Skip to content

Worker: First Steps

Create a Worker

A Worker Resource instance can be deployed by applying the manifest file. But before creating a Worker Resource, ensure you have required use-cases assigned.

Get Appropriate Access Permission Use Case

In DataOS, different actions require specific use cases that grant the necessary permissions to execute a task. You can grant these use cases directly to a user or group them under a tag, which is then assigned to the user. The following table outlines various actions related to Worker Resources and the corresponding use cases required:

Action Required Use Cases
Get Read Workspaces, Read Resources in User Specified Workspace / Read Resources in User Workspaces (for public and sandbox workspaces)
Create Create and Update Resources in User Workspace
Apply Create and Update Resources in User Workspace
Delete Delete Resources in User Workspace
Log Read Resource Logs in User Workspace

To assign use cases, you can either contact the DataOS Operator or create a Grant Request by creating a Grant Resource. The request will be validated by the DataOS Operator.

Create a manifest file

To create a Worker Resource, data developers can define a set of attributes in a manifest file, typically in YAML format, and deploy it using the DataOS Command Line Interface (CLI) or API. Below is a sample manifest file for a Worker Resource:

Sample Worker manifest
sample_worker.yml
# RESOURCE META SECTION
# Attributes commmon across all DataOS Resources
name: benthos3-worker-sample # Name of the Worker Resource (mandatory)
version: v1beta # Version of the Worker Resource (mandatory)
type: worker # Type of the resource, in this case, it is a worker (optional)

• • • •

◆ OBJECTIVE 1
Can you write out the passage of the Worker guide from "Skip to content" to "required use-cases assigned."?

Coordinate labeling records

• • • •

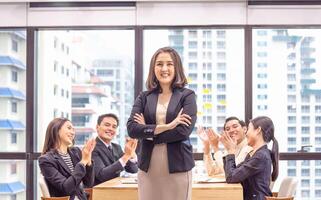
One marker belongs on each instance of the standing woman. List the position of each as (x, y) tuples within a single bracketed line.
[(255, 172), (163, 117), (66, 169)]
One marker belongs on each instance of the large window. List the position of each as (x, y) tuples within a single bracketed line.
[(90, 73), (12, 90), (214, 72), (293, 89)]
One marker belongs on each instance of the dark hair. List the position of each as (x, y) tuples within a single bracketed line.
[(52, 134), (179, 80), (267, 128), (101, 118), (241, 122)]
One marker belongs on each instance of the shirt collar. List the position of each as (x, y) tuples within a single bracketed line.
[(106, 144)]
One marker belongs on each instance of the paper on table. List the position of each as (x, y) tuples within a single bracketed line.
[(211, 180), (129, 181)]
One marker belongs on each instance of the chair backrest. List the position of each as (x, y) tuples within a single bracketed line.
[(55, 198), (288, 187), (271, 185), (43, 187)]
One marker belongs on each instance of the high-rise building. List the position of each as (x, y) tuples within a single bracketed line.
[(13, 112), (285, 79), (210, 63)]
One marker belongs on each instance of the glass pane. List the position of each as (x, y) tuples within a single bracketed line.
[(12, 90), (287, 65), (83, 74), (308, 175), (12, 179), (213, 61)]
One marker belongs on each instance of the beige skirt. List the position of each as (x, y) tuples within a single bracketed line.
[(159, 184)]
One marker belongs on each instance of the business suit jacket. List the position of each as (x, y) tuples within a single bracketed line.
[(254, 173), (179, 148), (107, 165), (60, 180)]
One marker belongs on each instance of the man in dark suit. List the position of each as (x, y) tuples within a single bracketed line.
[(108, 157)]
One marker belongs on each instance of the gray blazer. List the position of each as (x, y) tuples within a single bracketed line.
[(61, 182), (179, 148)]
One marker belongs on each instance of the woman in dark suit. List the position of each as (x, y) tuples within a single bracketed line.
[(255, 171), (67, 170), (163, 117)]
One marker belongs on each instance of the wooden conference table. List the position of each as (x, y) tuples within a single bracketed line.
[(126, 189)]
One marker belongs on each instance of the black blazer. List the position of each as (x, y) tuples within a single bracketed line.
[(254, 173), (107, 165), (179, 148), (60, 180)]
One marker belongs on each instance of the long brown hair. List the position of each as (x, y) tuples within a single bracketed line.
[(267, 128), (179, 80), (52, 134)]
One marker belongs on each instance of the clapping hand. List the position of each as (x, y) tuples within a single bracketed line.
[(229, 143), (213, 138), (139, 118), (203, 136), (181, 118), (87, 150)]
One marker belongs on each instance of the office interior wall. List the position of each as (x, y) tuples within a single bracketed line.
[(160, 14)]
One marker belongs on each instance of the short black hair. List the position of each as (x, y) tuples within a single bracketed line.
[(101, 117), (241, 122)]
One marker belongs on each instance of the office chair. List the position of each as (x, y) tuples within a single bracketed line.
[(45, 195)]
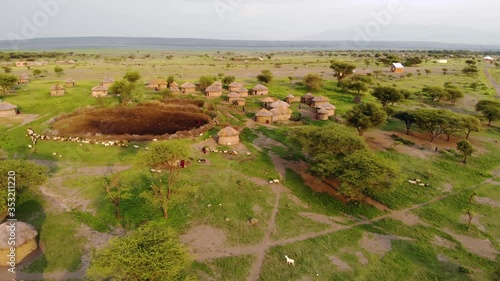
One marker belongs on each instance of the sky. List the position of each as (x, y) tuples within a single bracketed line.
[(450, 21)]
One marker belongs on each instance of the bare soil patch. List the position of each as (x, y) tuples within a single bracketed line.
[(487, 201), (203, 239), (342, 265)]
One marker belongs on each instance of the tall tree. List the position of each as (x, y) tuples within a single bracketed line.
[(365, 116), (342, 69), (165, 155), (152, 252)]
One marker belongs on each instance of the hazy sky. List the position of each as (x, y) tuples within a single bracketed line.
[(456, 21)]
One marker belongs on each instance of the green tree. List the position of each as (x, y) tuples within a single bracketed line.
[(58, 70), (132, 76), (313, 82), (387, 95), (365, 116), (342, 69), (465, 148), (7, 81), (165, 155), (469, 124), (152, 252), (489, 109), (265, 77)]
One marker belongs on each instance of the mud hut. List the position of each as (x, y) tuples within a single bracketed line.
[(25, 241), (278, 104), (70, 83), (281, 114), (264, 116), (228, 136), (233, 87), (24, 79), (318, 101), (188, 88), (7, 109), (99, 91), (260, 90), (57, 90), (107, 82), (242, 92), (322, 114), (213, 90), (306, 98), (157, 84), (232, 97)]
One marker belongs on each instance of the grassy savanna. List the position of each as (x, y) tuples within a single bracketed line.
[(328, 239)]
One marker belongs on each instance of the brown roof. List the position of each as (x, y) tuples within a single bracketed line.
[(260, 87), (188, 85), (228, 132), (56, 87), (24, 233), (214, 88), (7, 106), (263, 113), (99, 88)]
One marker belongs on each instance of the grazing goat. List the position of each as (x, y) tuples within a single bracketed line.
[(289, 261)]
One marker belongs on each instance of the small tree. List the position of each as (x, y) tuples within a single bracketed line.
[(58, 70), (365, 116), (313, 82), (465, 148)]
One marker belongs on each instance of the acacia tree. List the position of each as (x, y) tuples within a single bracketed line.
[(365, 116), (342, 69), (465, 148), (152, 252), (165, 155)]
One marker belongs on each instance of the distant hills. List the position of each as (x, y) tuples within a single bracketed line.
[(191, 43)]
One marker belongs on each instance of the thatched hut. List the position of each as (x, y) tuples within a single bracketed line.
[(70, 83), (267, 101), (107, 82), (24, 79), (318, 101), (188, 88), (228, 136), (322, 114), (7, 109), (330, 108), (157, 84), (57, 90), (281, 114), (232, 97), (214, 90), (242, 92), (233, 87), (264, 116), (99, 91), (260, 90), (278, 104), (306, 98), (25, 241)]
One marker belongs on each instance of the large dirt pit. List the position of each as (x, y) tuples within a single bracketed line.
[(147, 120)]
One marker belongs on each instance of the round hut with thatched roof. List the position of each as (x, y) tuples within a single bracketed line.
[(188, 88), (264, 116), (228, 136), (57, 90), (99, 91), (260, 90), (70, 83), (306, 98), (25, 241), (7, 109)]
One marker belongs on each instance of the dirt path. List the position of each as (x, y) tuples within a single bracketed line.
[(492, 81)]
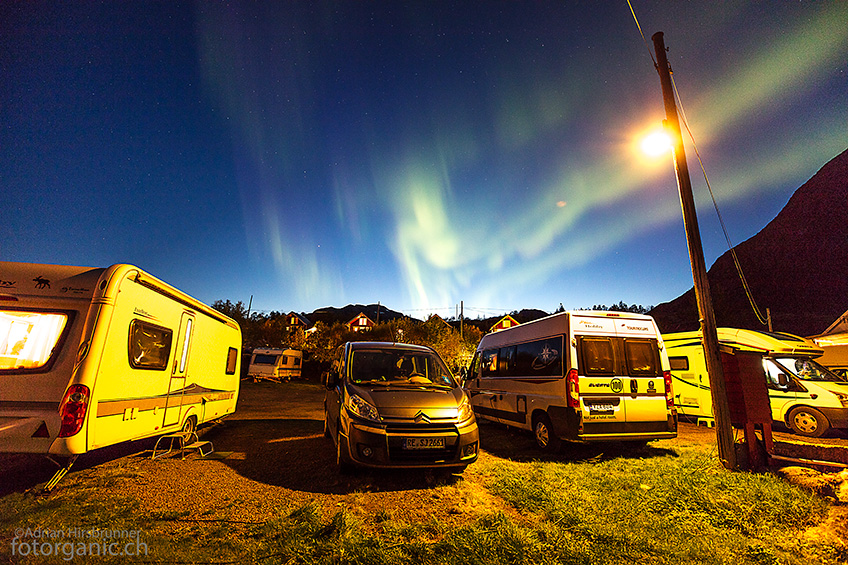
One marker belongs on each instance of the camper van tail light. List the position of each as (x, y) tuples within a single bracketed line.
[(669, 395), (72, 410), (573, 389)]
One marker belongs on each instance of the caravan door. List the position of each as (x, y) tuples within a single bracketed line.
[(176, 389)]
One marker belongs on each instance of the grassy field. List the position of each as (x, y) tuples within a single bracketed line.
[(678, 507)]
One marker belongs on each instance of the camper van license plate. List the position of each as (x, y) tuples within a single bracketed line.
[(424, 443)]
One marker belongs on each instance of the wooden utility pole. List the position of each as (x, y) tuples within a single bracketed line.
[(721, 409)]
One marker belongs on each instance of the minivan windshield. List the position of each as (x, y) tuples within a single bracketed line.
[(394, 367), (806, 369)]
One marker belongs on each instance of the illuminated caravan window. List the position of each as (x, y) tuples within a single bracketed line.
[(28, 339), (150, 346)]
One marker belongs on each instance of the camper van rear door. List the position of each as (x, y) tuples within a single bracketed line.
[(174, 401)]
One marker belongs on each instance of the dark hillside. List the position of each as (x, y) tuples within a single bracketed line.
[(797, 265)]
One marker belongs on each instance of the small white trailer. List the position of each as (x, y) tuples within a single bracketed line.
[(91, 357), (275, 364)]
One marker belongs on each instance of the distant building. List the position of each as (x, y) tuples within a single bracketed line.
[(504, 323), (295, 321), (360, 323)]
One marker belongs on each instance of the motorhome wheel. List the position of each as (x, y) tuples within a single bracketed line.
[(807, 421)]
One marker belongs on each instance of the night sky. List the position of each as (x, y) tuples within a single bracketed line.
[(315, 154)]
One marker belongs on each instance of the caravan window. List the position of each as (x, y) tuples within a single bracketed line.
[(232, 358), (541, 358), (150, 345), (29, 339), (641, 357), (597, 356)]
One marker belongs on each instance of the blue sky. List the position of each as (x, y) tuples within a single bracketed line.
[(417, 154)]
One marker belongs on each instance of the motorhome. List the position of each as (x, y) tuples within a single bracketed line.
[(580, 375), (91, 357), (275, 364), (803, 394)]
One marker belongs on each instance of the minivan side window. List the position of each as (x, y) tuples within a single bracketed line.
[(150, 345), (597, 356), (641, 357), (232, 357)]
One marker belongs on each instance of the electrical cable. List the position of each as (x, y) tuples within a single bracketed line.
[(762, 319)]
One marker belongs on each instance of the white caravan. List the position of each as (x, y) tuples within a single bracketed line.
[(91, 357), (275, 364), (803, 395), (581, 375)]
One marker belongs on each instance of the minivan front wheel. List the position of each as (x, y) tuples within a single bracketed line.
[(544, 434), (806, 421)]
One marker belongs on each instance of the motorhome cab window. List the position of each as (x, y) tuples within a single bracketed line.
[(28, 339), (539, 358), (150, 346), (489, 361), (264, 359)]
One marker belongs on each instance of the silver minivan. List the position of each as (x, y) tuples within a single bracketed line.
[(395, 405)]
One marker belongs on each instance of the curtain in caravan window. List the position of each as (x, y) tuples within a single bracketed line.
[(28, 339)]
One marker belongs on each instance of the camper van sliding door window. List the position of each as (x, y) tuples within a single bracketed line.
[(150, 345), (232, 358), (28, 339)]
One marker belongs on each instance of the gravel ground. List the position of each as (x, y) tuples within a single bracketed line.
[(271, 457)]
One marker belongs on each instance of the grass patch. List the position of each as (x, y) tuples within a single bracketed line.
[(679, 509)]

• • • •

◆ OBJECTIVE 2
Could you recast the records from the line with "One marker belongs on each instance of the grassy savanna." to the line with "[(58, 70), (365, 116), (313, 82), (465, 148)]" as a numbered list, both lines included and blank lines left out?

◆ FULL OUTPUT 1
Skip to content

Worker: First Steps

Create a Worker

A Worker Resource instance can be deployed by applying the manifest file. But before creating a Worker Resource, ensure you have required use-cases assigned.

◆ FULL OUTPUT 2
1. One marker belongs on each instance of the grassy savanna. List the position of each as (x, y) tuples within a single bracketed line.
2. [(328, 239)]
3. One marker belongs on each instance of the brown roof. List the position of each as (x, y) tuples within a single bracketed line.
4. [(260, 87), (188, 85), (228, 132), (56, 87), (24, 233), (214, 88), (7, 106), (263, 113), (99, 88)]
5. One marker belongs on each instance of the grazing goat. List the position of each as (x, y) tuples within a single bracketed line.
6. [(289, 261)]
7. One marker belongs on each instance of the small tree. List the position of each as (x, y) tuples within a single bracketed line.
8. [(58, 70), (365, 116), (313, 82), (465, 148)]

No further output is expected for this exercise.